Labels with boxes

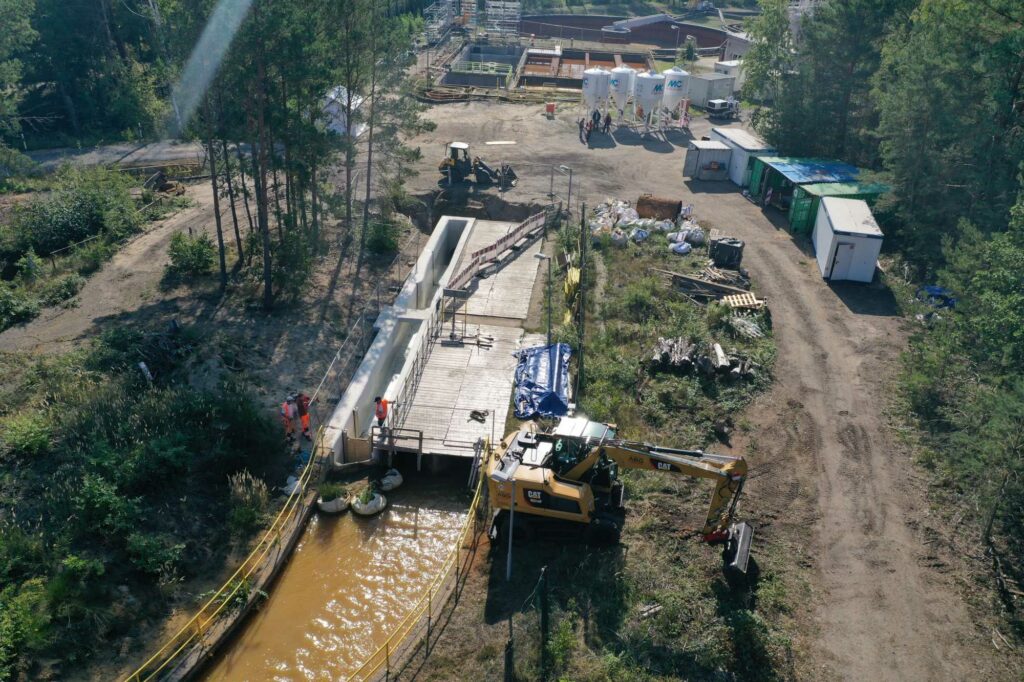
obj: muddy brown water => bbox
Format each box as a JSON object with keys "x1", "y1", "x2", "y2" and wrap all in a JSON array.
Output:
[{"x1": 201, "y1": 473, "x2": 469, "y2": 682}]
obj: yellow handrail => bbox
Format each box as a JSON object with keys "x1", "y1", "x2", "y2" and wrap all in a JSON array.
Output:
[
  {"x1": 348, "y1": 466, "x2": 486, "y2": 680},
  {"x1": 125, "y1": 425, "x2": 324, "y2": 682}
]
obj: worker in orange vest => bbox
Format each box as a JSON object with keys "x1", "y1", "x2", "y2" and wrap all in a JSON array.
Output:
[
  {"x1": 295, "y1": 391, "x2": 312, "y2": 440},
  {"x1": 374, "y1": 395, "x2": 387, "y2": 427},
  {"x1": 281, "y1": 395, "x2": 299, "y2": 443}
]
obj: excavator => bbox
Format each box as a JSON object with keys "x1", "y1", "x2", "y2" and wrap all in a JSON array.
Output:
[
  {"x1": 484, "y1": 417, "x2": 754, "y2": 577},
  {"x1": 437, "y1": 142, "x2": 519, "y2": 187}
]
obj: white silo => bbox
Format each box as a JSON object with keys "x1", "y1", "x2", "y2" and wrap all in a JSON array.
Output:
[
  {"x1": 583, "y1": 67, "x2": 611, "y2": 112},
  {"x1": 662, "y1": 67, "x2": 690, "y2": 112},
  {"x1": 633, "y1": 71, "x2": 665, "y2": 119},
  {"x1": 609, "y1": 67, "x2": 637, "y2": 116}
]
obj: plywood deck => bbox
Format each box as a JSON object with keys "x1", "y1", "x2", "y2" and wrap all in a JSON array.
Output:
[
  {"x1": 456, "y1": 220, "x2": 544, "y2": 321},
  {"x1": 400, "y1": 220, "x2": 545, "y2": 457},
  {"x1": 401, "y1": 325, "x2": 544, "y2": 457}
]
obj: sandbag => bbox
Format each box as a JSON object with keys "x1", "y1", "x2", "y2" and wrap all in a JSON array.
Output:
[{"x1": 352, "y1": 493, "x2": 387, "y2": 516}]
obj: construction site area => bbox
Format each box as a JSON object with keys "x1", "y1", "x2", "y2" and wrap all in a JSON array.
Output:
[{"x1": 0, "y1": 5, "x2": 1010, "y2": 682}]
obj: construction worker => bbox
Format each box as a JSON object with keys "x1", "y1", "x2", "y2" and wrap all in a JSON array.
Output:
[
  {"x1": 295, "y1": 391, "x2": 312, "y2": 441},
  {"x1": 281, "y1": 395, "x2": 299, "y2": 444},
  {"x1": 374, "y1": 395, "x2": 387, "y2": 428}
]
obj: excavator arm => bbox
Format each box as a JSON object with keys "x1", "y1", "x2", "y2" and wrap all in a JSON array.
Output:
[{"x1": 596, "y1": 442, "x2": 746, "y2": 542}]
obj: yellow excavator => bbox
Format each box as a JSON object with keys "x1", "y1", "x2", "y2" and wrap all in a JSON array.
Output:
[{"x1": 484, "y1": 418, "x2": 754, "y2": 576}]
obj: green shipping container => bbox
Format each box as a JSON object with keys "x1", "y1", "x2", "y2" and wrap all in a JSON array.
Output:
[{"x1": 790, "y1": 182, "x2": 889, "y2": 235}]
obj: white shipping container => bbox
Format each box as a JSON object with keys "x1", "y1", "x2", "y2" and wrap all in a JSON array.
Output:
[{"x1": 812, "y1": 197, "x2": 883, "y2": 282}]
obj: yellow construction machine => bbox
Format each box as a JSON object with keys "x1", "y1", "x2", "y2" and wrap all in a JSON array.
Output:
[{"x1": 485, "y1": 418, "x2": 754, "y2": 574}]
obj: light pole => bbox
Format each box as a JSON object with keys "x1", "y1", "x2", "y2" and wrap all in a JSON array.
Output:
[{"x1": 534, "y1": 253, "x2": 551, "y2": 346}]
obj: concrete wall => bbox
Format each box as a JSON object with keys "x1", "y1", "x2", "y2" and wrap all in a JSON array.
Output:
[{"x1": 325, "y1": 216, "x2": 473, "y2": 466}]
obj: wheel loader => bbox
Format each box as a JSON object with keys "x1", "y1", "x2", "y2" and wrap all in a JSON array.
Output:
[
  {"x1": 484, "y1": 418, "x2": 754, "y2": 576},
  {"x1": 437, "y1": 142, "x2": 519, "y2": 187}
]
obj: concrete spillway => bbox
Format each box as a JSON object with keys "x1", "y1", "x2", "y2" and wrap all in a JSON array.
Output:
[{"x1": 202, "y1": 467, "x2": 467, "y2": 682}]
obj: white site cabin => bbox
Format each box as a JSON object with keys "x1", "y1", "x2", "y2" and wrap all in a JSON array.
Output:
[{"x1": 812, "y1": 197, "x2": 882, "y2": 282}]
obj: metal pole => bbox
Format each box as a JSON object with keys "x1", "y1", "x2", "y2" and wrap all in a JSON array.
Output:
[
  {"x1": 505, "y1": 478, "x2": 515, "y2": 583},
  {"x1": 548, "y1": 257, "x2": 552, "y2": 346}
]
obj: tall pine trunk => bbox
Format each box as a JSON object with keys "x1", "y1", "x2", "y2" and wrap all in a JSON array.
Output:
[{"x1": 220, "y1": 137, "x2": 245, "y2": 268}]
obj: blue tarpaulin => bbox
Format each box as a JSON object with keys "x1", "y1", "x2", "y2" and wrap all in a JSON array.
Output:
[{"x1": 513, "y1": 343, "x2": 572, "y2": 419}]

**Work to be completed**
Rewrite everything from the line containing "obj: white site cabin => bbox" down to the end of the records, putting "steel pole" in place of "metal pole" and keeping everything else the same.

**Result below**
obj: white site cabin => bbox
Format each box as a JSON object with keys "x1", "y1", "x2", "y2" and wrap all in a JSON array.
Output:
[{"x1": 812, "y1": 197, "x2": 882, "y2": 282}]
obj: steel pole => bbox
Format each box as a JSON object with keys "x1", "y1", "x2", "y2" and wrap all in a JSON array.
Output:
[
  {"x1": 505, "y1": 478, "x2": 515, "y2": 583},
  {"x1": 548, "y1": 257, "x2": 552, "y2": 346}
]
obj: tall pine trunk => bbox
Format each box as a JSON object with keys "x1", "y1", "x2", "y2" and wrap all in a JSON array.
Output:
[{"x1": 220, "y1": 137, "x2": 245, "y2": 268}]
obj: blue tarpaulin => bbox
Format each box as a JSON object with keys "x1", "y1", "x2", "y2" and wrap all in a JSON array.
Output:
[{"x1": 513, "y1": 343, "x2": 572, "y2": 419}]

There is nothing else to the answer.